══ TESTO DELL’ESERCIZIO

ARMI, ARMATURE, EQUIPAGGIAMENTO

Codici e reperti a confronto

Parallelamente all’individuazione dei cavalieri da mettere in campo contro l’Homme Sauvage mi è stato necessario verificare se e quanto fossero adeguate all’epoca ed alla situazione le armi, le armature e l’equipaggiamento disegnati da Job. In tutto ciò non poche sono state le perplessità che sono emerse ed in alcuni casi quello che ho deciso di fare ha comportato qualche compromesso. Da subito mi è stato chiaro che la bontà, certamente di carattere estetico ma anche di fedeltà storica sostanziale, del lavoro del grande illustratore francese, era tale da consentirmi di portare avanti il mio progetto. Entrando subito nel merito delle perplessità tutto parte dal fatto che Job, come appare chiaro, ha utilizzato come principale fonte documentaria per la sua illustrazione proprio il Manoscritto dell’Arsenale e questo con risultati di fedeltà storica non sempre a mio modesto parere positivi.

– Philippe de Ternant in una tavola del Manoscritto dell’Arsenale.

════
══ IL MATERIALE

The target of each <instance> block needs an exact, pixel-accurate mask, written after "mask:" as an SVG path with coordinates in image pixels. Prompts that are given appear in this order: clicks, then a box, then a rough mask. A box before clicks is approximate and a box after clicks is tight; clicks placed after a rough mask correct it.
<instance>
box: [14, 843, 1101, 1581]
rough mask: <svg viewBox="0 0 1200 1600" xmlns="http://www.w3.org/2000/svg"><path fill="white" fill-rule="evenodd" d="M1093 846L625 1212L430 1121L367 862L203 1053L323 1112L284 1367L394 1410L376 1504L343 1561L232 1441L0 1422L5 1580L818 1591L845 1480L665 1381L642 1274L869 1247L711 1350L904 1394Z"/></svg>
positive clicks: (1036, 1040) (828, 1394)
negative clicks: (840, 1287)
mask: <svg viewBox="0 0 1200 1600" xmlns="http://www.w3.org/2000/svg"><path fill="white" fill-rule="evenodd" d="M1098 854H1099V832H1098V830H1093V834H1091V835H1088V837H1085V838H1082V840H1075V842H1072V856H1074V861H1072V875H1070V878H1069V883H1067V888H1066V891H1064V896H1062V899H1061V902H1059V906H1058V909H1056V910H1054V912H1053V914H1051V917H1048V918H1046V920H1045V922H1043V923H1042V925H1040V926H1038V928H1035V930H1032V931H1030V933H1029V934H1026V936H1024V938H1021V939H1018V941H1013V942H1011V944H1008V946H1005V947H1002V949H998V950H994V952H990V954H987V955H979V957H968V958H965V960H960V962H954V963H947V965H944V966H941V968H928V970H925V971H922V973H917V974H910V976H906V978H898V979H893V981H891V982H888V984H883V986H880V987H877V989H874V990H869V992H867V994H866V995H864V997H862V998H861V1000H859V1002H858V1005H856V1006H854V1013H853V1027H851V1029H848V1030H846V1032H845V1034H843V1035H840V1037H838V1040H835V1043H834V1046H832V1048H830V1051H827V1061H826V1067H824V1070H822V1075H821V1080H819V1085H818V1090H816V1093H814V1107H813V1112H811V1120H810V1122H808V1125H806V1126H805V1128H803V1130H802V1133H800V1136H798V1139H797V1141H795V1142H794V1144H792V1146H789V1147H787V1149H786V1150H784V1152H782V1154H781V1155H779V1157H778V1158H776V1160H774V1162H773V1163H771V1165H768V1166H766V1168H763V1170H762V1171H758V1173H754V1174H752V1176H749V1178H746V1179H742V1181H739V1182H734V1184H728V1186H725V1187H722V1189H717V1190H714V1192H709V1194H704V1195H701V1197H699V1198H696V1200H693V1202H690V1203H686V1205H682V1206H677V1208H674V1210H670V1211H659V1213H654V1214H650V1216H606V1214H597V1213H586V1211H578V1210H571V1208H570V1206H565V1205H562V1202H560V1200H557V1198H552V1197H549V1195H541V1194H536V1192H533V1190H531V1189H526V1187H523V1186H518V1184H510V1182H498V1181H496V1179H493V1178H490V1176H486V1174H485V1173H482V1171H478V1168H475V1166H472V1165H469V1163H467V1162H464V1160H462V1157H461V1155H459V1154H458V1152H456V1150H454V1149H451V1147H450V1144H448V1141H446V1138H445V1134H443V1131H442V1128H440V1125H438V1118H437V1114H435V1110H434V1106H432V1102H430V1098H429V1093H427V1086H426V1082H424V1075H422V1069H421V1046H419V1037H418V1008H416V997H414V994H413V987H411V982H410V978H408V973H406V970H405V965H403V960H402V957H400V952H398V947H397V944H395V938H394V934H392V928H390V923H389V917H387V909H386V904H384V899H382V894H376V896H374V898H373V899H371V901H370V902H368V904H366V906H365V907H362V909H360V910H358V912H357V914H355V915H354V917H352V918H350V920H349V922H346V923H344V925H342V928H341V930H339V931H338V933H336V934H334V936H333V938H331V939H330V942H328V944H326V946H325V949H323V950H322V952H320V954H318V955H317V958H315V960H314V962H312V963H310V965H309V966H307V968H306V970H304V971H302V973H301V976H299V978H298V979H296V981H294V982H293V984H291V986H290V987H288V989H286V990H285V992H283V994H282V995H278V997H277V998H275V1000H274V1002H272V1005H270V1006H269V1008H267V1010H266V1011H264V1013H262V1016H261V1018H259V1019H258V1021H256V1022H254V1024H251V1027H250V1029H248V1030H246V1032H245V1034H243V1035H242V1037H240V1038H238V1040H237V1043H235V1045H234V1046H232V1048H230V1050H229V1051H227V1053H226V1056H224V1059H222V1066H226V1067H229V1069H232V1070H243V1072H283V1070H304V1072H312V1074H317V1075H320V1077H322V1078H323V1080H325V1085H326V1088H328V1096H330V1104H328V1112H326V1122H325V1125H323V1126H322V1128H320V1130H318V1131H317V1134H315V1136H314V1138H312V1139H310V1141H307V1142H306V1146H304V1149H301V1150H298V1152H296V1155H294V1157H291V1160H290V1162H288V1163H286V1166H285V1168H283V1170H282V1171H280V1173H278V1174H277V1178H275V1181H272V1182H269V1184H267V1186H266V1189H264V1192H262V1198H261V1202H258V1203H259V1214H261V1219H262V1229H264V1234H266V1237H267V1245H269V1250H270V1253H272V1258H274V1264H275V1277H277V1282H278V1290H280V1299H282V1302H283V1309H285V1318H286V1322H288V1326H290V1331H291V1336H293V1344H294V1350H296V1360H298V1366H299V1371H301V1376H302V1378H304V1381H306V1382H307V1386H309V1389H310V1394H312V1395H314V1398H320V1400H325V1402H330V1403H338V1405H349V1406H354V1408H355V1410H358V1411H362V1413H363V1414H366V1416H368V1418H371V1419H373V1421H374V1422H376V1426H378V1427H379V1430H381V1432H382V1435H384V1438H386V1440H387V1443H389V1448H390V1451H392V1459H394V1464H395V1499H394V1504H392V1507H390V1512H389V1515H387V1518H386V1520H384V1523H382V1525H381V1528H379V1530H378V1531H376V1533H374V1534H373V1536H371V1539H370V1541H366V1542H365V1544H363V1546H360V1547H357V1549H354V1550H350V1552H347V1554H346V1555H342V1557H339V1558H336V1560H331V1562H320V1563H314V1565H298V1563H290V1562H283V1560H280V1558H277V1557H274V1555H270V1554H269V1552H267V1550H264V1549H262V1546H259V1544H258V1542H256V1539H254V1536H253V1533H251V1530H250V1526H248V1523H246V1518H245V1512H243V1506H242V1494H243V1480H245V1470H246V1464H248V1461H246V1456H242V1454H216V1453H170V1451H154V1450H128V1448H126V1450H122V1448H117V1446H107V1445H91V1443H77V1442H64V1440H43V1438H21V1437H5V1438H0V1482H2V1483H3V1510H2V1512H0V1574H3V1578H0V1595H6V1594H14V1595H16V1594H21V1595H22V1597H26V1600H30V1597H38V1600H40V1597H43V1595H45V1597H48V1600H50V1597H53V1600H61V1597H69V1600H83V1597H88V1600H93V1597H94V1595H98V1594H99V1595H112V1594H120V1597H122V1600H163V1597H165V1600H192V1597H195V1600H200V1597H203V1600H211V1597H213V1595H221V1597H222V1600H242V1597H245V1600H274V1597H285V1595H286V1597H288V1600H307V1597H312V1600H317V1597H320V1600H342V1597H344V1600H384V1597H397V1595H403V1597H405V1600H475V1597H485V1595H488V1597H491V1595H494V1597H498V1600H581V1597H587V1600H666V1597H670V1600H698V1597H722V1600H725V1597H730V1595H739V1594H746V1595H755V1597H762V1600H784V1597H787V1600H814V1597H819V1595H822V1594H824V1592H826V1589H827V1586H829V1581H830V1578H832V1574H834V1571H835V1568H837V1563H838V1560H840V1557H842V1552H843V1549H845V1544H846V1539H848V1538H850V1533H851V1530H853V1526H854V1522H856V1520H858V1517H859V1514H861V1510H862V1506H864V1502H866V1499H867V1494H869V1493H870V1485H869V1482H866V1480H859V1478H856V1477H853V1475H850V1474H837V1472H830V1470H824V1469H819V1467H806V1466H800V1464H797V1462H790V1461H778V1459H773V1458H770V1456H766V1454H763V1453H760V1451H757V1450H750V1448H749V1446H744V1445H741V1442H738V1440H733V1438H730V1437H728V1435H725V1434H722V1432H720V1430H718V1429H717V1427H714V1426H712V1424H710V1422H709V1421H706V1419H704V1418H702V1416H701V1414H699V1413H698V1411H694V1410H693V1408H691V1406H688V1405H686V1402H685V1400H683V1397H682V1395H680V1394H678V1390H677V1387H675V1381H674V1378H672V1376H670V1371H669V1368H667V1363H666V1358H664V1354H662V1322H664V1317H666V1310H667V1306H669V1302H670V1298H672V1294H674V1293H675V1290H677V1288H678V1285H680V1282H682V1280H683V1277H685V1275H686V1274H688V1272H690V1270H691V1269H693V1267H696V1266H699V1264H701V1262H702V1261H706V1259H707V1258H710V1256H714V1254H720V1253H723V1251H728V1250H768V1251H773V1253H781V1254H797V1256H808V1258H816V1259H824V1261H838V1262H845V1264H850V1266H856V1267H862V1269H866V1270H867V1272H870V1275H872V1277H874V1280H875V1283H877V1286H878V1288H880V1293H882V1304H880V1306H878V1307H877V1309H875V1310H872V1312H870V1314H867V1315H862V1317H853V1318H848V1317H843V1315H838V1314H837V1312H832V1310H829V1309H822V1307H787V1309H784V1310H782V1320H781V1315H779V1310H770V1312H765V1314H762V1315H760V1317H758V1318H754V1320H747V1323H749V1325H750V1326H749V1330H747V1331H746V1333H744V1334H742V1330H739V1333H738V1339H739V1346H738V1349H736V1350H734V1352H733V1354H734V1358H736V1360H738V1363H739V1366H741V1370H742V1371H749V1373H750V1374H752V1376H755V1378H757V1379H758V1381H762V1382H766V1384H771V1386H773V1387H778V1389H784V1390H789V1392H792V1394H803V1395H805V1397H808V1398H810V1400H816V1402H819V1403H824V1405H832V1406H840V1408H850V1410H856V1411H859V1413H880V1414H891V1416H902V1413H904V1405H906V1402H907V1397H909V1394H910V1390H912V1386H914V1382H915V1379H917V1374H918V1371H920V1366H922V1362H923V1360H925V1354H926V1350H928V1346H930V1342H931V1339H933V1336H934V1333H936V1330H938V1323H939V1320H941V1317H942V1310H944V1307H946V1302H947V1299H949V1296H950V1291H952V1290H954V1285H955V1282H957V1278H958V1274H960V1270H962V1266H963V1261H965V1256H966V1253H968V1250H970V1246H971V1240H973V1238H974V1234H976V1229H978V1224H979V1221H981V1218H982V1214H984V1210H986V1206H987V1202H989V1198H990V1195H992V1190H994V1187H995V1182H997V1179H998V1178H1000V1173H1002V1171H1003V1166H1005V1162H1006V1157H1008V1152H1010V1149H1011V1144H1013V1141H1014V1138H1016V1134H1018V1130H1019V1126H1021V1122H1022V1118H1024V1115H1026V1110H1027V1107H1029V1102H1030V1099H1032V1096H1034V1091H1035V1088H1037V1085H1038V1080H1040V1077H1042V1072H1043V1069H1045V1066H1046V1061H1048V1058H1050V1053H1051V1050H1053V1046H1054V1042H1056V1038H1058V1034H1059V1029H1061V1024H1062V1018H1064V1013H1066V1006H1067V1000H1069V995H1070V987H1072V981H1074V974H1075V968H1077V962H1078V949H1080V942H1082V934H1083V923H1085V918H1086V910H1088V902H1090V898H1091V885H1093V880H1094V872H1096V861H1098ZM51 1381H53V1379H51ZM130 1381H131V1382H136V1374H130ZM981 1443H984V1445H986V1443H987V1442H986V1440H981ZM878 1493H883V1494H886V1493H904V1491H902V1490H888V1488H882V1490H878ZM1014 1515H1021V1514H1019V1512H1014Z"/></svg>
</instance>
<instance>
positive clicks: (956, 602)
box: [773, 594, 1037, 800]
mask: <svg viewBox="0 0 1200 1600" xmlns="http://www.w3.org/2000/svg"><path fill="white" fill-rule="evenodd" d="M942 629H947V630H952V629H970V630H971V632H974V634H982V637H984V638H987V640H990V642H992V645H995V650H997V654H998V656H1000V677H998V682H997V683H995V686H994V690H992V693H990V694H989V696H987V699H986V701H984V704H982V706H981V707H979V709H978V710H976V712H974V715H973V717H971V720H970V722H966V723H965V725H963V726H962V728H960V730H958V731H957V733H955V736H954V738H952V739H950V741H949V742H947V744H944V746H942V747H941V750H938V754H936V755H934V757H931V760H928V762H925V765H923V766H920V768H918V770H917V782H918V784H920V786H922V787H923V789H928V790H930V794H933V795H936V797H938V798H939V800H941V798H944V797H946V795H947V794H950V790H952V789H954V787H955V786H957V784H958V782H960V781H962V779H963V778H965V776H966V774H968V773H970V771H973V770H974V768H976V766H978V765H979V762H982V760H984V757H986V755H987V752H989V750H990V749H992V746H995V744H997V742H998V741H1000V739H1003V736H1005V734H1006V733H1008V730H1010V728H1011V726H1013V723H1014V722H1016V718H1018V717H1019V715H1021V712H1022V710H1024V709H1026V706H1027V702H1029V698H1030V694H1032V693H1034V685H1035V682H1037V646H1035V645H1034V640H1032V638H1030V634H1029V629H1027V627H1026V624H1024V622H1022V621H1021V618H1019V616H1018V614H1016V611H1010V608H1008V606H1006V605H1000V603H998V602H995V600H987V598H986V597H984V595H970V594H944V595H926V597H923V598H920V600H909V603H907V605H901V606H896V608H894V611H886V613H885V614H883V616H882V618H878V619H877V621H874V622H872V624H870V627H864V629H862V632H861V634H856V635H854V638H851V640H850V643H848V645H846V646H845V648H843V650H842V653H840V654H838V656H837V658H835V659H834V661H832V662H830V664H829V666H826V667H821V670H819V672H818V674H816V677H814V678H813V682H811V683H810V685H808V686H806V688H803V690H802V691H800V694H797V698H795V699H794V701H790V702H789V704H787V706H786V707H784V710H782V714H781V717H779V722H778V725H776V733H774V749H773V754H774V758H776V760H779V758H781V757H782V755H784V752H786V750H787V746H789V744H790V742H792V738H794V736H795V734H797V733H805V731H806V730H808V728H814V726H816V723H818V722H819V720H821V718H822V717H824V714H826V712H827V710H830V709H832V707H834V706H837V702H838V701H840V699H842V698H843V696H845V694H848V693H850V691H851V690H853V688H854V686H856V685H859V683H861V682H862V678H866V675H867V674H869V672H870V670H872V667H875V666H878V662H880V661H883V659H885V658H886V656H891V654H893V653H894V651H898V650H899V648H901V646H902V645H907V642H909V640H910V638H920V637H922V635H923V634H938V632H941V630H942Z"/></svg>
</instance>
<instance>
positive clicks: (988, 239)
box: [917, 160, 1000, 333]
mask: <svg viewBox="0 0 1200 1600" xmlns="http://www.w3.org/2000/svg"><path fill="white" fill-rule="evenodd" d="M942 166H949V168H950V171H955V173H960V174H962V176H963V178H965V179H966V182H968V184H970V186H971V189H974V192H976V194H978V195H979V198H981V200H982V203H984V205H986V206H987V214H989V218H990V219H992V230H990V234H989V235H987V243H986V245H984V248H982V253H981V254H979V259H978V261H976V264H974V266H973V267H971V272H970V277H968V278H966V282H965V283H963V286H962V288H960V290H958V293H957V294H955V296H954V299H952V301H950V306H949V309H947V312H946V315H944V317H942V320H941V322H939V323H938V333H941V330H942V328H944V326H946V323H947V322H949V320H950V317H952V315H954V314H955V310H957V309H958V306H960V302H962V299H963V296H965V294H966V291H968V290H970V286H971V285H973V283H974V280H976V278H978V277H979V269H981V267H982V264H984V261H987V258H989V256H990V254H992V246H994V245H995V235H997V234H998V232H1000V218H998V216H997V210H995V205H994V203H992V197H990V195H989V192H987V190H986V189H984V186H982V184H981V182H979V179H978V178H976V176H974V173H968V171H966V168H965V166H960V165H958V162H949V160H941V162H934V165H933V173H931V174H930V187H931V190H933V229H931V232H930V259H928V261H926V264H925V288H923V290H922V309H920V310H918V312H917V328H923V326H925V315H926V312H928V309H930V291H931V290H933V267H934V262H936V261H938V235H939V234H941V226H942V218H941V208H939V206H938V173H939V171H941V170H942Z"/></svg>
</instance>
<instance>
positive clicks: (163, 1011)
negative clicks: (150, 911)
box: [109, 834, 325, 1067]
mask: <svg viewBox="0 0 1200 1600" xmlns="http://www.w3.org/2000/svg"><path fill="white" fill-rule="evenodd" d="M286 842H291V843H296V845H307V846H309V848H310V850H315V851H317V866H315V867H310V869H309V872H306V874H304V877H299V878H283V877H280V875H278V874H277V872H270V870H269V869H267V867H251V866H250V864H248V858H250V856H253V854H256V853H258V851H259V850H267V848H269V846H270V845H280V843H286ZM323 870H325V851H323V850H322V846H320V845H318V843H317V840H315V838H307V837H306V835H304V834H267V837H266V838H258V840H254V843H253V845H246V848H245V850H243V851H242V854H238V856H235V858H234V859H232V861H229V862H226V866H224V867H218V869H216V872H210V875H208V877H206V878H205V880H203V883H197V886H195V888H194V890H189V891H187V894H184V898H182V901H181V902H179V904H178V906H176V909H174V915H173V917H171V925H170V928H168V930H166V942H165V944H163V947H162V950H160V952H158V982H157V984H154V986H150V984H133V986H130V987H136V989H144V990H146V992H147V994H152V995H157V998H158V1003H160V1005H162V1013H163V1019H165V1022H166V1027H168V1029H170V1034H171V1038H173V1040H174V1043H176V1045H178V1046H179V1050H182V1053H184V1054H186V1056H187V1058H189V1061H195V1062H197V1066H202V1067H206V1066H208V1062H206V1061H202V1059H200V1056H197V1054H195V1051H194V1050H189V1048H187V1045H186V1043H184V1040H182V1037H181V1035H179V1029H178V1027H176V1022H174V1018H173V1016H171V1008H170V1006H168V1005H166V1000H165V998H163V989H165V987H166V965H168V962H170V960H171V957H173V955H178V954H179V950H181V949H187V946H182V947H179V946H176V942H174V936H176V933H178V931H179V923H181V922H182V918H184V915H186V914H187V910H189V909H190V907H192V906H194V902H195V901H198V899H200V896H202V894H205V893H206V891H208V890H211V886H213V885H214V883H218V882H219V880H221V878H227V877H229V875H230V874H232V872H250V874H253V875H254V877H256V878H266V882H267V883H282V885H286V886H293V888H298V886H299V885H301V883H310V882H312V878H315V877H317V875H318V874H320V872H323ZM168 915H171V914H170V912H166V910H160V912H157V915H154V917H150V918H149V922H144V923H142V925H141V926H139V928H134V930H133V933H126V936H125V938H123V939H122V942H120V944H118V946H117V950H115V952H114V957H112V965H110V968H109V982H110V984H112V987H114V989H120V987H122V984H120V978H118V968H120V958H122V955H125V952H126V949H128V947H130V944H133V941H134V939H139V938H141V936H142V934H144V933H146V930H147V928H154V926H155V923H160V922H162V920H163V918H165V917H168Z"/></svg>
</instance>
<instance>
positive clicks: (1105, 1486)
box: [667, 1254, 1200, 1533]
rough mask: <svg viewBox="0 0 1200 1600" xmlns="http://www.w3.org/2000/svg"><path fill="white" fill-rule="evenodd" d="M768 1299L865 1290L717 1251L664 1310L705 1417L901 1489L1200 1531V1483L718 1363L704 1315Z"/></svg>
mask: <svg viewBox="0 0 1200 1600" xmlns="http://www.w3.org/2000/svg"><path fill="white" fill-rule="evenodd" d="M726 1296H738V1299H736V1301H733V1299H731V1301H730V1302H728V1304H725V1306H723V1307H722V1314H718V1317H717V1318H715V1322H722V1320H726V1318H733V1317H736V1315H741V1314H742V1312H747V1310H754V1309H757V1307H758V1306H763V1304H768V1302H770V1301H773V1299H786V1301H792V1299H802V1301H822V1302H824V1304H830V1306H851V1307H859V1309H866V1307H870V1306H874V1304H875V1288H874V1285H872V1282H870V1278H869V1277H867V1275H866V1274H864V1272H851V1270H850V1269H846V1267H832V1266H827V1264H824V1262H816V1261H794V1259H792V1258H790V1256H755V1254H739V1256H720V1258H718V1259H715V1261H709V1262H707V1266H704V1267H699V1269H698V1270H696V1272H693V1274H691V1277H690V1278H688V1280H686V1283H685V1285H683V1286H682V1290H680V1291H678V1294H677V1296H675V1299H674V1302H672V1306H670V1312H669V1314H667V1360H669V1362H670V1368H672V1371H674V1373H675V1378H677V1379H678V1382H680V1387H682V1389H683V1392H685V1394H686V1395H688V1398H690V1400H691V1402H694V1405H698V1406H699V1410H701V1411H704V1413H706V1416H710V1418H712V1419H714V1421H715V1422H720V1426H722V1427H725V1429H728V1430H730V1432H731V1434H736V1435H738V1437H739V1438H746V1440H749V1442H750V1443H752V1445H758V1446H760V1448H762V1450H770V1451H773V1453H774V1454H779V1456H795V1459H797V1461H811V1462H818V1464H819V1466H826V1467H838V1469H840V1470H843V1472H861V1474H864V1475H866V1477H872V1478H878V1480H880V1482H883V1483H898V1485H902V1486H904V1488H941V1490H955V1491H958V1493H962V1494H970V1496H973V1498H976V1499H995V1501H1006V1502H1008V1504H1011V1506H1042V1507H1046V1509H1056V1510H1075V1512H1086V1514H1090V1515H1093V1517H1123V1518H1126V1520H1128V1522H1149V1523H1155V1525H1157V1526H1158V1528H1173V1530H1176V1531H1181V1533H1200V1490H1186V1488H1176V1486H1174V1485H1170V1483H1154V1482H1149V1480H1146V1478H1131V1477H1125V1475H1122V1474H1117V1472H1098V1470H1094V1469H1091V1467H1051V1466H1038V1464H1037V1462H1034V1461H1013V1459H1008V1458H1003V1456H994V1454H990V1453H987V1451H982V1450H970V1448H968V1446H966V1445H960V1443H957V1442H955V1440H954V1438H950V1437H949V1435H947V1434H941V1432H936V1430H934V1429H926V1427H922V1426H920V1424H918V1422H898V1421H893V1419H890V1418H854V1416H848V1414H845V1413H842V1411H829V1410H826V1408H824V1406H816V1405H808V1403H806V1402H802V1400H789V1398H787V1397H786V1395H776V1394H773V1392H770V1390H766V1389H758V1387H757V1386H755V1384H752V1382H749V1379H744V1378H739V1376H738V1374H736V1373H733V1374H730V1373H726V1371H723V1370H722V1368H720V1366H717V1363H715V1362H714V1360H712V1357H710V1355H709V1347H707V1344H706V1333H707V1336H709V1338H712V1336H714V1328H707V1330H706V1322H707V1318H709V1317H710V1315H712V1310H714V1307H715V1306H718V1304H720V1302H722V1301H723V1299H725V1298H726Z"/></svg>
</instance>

════

* _COSA FARE_:
1. Nel testo su armi e armature, quale fonte documentaria ha usato Job come principale per la sua illustrazione?
2. Stabilisci se ciascuna affermazione concorda con il testo su armi e armature, rispondendo sì o no e citando le parole decisive: (a) l’autore giudica il lavoro di Job abbastanza valido da permettergli di portare avanti il suo progetto; (b) l’autore dichiara di non aver dovuto fare alcun compromesso; (c) Job era un illustratore inglese.
3. Prosegui il testo su armi e armature a partire dall’ultima riga riportata.
Il materiale è a sé stante e non riguarda il testo.

* _RISPOSTE PER COMPITO_:
1. Il Manoscritto dell’Arsenale.

2.
(a) Sì: «era tale da consentirmi di portare avanti il mio progetto».
(b) No: «in alcuni casi quello che ho deciso di fare ha comportato qualche compromesso».
(c) No: «del grande illustratore francese».

3.
Nello sviluppare il tema oggetto di questo capitolo prenderò in esame le informazioni che emergono dalle fonti scritte, due di queste in particolare, nonché i seppur scarsi reperti. Le due fonti sono il già citato Manoscritto dell’Arsenale ed il famoso Traicté de la forme et devis comme on fait un tournoi ( nota 3) più comunemente conosciuto come Livre des tournois du Roi René redatto da Renato d’Angiò intorno al 1460 universalmente considerato l’opera più completa in lingua francese del tardo medioevo dedicata ai giochi guerreschi. Partendo da quanto scaturisce dalle fonti iconografiche e dai reperti conservati prenderò in esame e confronterò le varie soluzioni , coerenti o meno ad esse, adottate da Job ed evidenzierò quando e quanto io le abbia condivise.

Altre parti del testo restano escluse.